_AIM OF THE TASK_. How many lines of the material below contain the string "doorway"? Case counts; give only the number.

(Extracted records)
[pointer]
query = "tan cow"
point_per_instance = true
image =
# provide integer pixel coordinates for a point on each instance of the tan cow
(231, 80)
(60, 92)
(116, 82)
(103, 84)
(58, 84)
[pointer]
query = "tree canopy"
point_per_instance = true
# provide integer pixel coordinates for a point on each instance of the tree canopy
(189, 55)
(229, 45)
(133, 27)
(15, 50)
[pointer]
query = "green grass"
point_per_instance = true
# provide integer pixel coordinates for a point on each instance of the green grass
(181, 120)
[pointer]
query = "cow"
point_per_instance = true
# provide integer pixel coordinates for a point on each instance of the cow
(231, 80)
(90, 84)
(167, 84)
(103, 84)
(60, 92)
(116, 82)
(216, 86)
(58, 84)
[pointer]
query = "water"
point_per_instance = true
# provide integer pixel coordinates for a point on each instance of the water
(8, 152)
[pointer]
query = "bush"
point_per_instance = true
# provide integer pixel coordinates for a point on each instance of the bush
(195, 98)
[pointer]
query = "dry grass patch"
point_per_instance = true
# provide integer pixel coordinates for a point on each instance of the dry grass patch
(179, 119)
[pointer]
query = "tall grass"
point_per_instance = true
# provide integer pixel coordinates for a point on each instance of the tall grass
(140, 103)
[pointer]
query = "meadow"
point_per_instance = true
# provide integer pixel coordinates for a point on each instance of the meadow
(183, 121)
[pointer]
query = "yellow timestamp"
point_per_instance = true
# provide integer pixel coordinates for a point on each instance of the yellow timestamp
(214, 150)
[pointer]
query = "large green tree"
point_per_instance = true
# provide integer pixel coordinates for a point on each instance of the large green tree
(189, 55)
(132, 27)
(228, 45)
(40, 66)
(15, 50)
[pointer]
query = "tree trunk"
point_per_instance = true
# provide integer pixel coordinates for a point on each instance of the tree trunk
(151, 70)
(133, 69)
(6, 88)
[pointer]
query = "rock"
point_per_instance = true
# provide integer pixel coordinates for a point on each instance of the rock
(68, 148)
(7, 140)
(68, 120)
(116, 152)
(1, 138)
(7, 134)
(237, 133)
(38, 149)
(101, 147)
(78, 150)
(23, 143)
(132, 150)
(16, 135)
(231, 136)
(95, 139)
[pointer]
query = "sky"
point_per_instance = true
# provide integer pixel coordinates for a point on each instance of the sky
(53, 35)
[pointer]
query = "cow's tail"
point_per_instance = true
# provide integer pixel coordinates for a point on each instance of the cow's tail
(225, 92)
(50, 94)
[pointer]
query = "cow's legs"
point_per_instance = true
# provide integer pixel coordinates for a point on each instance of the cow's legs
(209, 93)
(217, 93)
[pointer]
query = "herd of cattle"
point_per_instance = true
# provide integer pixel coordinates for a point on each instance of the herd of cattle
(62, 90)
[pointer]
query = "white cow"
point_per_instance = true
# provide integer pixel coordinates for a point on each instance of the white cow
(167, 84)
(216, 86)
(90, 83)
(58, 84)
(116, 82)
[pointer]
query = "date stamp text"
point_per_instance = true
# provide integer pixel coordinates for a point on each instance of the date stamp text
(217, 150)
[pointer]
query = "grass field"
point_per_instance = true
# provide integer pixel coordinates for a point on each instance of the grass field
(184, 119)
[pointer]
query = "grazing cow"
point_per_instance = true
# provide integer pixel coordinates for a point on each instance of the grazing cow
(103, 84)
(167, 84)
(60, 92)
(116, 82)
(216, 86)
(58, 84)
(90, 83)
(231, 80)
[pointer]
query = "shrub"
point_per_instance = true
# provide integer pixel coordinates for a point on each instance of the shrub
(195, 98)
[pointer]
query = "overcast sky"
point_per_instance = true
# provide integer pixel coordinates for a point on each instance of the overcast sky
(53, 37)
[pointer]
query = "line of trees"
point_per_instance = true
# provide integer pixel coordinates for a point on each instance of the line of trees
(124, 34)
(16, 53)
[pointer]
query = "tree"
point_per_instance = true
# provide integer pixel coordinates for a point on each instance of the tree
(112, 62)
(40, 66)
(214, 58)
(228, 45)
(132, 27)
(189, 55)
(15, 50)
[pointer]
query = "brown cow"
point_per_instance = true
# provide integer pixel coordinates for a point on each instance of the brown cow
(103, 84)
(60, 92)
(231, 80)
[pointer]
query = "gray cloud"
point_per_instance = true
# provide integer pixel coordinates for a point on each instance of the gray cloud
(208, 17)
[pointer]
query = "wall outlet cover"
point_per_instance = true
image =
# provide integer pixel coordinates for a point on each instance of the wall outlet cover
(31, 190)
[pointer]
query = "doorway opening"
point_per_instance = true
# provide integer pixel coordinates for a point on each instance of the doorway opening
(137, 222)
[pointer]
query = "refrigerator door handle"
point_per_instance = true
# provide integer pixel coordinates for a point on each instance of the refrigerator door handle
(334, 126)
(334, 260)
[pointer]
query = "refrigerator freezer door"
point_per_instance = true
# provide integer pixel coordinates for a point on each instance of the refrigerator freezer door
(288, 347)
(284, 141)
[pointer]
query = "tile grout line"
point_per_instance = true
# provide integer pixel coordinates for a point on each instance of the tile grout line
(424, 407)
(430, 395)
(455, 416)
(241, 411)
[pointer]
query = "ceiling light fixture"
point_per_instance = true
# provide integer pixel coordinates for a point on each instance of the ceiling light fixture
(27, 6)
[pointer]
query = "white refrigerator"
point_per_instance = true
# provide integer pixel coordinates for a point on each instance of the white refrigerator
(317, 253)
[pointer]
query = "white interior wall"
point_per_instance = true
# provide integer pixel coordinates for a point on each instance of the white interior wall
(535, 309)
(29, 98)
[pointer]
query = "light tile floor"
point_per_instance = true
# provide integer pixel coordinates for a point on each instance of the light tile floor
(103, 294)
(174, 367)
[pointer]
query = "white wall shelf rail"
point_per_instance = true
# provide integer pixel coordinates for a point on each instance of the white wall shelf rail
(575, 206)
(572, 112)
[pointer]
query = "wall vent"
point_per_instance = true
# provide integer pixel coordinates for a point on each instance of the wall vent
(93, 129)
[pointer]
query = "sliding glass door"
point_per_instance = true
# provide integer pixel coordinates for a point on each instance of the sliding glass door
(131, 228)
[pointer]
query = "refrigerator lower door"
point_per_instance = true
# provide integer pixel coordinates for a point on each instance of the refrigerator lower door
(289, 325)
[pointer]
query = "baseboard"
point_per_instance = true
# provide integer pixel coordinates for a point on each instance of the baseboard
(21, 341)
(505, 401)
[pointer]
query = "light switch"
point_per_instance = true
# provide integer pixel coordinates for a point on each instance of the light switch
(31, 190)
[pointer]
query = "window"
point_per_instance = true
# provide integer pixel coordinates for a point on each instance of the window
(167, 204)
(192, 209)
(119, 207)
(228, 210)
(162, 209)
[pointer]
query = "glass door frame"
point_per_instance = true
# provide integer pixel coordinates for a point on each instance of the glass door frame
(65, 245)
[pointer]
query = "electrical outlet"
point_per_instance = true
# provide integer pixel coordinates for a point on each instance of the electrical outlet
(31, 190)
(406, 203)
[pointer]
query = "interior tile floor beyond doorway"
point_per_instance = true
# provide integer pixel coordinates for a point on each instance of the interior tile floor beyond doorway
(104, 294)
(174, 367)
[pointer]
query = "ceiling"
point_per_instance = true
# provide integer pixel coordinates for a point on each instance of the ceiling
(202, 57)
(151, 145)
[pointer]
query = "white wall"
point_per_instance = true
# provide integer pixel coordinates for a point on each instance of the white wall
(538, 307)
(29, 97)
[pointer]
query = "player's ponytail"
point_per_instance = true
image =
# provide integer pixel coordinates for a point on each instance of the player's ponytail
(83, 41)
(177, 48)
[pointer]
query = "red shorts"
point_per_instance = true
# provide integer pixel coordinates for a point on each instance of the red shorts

_THE ANSWER_. 4